Stored data entries:
--------------------------------
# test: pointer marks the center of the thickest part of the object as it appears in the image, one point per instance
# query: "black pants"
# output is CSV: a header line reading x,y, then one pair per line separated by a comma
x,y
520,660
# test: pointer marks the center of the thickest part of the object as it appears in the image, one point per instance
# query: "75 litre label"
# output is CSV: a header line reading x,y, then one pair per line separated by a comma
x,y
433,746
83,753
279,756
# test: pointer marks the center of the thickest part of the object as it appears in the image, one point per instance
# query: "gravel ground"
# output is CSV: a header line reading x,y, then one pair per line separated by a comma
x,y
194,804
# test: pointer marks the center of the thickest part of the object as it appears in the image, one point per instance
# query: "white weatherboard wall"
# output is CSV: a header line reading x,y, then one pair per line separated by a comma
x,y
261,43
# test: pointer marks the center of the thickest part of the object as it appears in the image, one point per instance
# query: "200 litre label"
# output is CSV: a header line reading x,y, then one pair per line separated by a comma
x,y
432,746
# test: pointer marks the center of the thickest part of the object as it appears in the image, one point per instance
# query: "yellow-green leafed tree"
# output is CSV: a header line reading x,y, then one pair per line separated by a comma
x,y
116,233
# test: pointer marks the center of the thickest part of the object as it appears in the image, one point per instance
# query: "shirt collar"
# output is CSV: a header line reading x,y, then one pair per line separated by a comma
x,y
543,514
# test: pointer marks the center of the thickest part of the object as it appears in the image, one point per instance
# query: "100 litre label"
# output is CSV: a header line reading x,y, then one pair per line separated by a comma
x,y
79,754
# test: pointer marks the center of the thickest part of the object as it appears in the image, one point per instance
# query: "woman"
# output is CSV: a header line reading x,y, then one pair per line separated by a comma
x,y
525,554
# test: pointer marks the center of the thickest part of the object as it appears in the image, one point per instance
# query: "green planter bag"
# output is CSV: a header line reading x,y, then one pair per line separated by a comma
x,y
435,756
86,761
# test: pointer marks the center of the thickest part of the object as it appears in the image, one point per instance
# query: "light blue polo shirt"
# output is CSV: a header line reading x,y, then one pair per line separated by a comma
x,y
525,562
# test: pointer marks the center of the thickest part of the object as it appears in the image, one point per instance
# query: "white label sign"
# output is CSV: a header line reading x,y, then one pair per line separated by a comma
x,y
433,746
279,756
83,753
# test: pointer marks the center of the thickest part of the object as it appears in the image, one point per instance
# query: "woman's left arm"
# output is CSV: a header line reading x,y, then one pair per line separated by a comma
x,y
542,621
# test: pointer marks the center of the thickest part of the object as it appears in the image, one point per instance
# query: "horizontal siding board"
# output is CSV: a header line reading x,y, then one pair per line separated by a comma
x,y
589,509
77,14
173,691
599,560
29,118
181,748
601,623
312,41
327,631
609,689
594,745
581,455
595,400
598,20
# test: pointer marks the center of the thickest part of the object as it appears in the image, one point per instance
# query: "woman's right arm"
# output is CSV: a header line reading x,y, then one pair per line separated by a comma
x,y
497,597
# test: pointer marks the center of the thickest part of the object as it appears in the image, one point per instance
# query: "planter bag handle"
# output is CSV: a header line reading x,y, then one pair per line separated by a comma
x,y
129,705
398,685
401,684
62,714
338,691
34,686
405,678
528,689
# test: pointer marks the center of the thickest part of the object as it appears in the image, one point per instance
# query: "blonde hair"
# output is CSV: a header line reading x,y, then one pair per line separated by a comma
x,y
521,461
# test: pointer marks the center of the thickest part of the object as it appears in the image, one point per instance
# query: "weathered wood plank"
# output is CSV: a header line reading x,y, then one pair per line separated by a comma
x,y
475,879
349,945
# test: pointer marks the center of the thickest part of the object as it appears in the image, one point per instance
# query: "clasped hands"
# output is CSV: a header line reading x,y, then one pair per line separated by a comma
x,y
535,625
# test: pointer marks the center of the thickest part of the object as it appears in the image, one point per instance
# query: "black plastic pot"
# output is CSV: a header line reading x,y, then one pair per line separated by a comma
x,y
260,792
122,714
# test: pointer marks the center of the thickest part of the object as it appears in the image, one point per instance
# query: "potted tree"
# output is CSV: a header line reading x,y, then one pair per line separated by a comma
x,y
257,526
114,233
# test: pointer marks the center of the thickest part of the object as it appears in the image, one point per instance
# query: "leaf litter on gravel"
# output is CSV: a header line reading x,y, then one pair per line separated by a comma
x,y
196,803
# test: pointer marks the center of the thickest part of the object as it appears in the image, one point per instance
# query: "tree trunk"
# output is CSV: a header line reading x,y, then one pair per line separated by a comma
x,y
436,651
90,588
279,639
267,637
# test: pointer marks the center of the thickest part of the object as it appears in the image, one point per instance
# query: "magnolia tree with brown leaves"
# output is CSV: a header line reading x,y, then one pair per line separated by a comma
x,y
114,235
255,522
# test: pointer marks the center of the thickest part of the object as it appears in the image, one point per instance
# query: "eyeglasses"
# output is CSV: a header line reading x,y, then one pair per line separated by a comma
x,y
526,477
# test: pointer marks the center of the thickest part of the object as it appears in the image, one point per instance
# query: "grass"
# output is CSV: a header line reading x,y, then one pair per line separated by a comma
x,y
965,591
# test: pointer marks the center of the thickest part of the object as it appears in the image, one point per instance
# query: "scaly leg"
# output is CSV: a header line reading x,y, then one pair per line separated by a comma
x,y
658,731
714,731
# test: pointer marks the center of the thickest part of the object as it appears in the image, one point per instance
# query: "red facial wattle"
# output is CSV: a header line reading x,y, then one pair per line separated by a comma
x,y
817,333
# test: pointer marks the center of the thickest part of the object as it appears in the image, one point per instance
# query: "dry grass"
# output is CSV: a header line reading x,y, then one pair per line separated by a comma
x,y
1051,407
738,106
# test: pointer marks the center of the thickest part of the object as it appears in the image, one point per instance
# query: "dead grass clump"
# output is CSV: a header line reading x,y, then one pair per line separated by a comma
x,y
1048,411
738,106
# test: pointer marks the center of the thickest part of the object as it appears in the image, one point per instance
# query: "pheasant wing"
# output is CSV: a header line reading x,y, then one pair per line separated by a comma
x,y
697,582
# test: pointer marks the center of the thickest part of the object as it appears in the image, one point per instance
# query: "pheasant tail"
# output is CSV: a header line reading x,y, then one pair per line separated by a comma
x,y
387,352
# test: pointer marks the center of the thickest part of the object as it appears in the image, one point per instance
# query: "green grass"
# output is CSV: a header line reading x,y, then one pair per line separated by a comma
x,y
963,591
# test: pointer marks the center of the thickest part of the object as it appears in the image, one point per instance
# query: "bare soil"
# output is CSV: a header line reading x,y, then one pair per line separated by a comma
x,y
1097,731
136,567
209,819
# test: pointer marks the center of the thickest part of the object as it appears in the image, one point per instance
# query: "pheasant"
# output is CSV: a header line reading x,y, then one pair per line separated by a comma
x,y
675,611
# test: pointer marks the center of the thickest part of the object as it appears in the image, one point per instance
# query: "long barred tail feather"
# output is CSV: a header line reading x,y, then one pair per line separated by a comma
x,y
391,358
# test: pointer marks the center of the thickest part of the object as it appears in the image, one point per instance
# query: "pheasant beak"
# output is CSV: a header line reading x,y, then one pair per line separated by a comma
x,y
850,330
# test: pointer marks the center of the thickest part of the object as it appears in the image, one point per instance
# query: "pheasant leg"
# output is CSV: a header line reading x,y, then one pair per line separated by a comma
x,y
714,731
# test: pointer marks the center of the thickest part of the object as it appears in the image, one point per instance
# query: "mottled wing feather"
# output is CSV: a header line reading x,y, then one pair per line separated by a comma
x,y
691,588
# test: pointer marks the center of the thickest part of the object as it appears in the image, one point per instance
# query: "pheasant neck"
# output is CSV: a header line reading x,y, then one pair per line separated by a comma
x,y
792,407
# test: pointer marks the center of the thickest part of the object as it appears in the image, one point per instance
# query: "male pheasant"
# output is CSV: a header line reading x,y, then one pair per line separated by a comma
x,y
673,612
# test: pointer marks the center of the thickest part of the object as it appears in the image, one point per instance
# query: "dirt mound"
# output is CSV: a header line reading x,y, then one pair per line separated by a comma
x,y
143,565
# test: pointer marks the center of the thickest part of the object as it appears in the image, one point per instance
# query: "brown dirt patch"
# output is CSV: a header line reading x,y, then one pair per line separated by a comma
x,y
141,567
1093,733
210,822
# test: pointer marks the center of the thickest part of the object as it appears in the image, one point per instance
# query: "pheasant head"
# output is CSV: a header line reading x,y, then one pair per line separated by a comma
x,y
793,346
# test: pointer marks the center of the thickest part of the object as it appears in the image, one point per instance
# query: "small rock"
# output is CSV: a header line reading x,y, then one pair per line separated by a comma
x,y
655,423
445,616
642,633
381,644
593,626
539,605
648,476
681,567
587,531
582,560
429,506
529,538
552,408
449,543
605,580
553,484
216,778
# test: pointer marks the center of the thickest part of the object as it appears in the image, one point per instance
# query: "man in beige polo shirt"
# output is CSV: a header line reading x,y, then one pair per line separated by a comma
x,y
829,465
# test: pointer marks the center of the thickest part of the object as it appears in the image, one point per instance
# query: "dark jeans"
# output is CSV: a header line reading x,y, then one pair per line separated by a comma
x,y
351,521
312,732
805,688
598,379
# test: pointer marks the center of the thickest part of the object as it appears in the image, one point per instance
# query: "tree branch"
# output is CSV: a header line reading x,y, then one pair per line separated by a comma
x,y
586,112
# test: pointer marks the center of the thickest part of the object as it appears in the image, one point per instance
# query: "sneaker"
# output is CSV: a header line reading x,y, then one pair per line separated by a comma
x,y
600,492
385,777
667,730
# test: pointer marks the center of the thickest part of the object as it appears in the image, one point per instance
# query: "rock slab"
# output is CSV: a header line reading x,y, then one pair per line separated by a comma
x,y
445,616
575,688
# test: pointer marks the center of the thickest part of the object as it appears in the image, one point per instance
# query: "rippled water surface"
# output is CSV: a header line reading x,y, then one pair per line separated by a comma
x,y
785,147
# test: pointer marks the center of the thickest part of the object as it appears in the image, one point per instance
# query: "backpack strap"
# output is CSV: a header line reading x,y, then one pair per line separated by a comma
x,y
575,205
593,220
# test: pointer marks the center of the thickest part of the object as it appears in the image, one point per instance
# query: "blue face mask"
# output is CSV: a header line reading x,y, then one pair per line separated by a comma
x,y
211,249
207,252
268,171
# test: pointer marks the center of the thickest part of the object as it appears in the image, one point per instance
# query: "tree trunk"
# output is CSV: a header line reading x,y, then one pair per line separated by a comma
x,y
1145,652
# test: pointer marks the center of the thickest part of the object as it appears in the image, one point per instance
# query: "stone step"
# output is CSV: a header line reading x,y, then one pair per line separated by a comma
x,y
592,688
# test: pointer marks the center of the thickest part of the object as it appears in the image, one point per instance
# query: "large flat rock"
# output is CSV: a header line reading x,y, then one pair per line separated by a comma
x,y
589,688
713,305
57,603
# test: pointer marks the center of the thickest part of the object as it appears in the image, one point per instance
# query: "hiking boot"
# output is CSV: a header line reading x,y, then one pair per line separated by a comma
--------------------------------
**WHAT TO DO**: Show every line of the records that contains the string "tail", with case counting.

**EXPECTED ANSWER**:
# query: "pheasant tail"
# query: "long barred tail feather"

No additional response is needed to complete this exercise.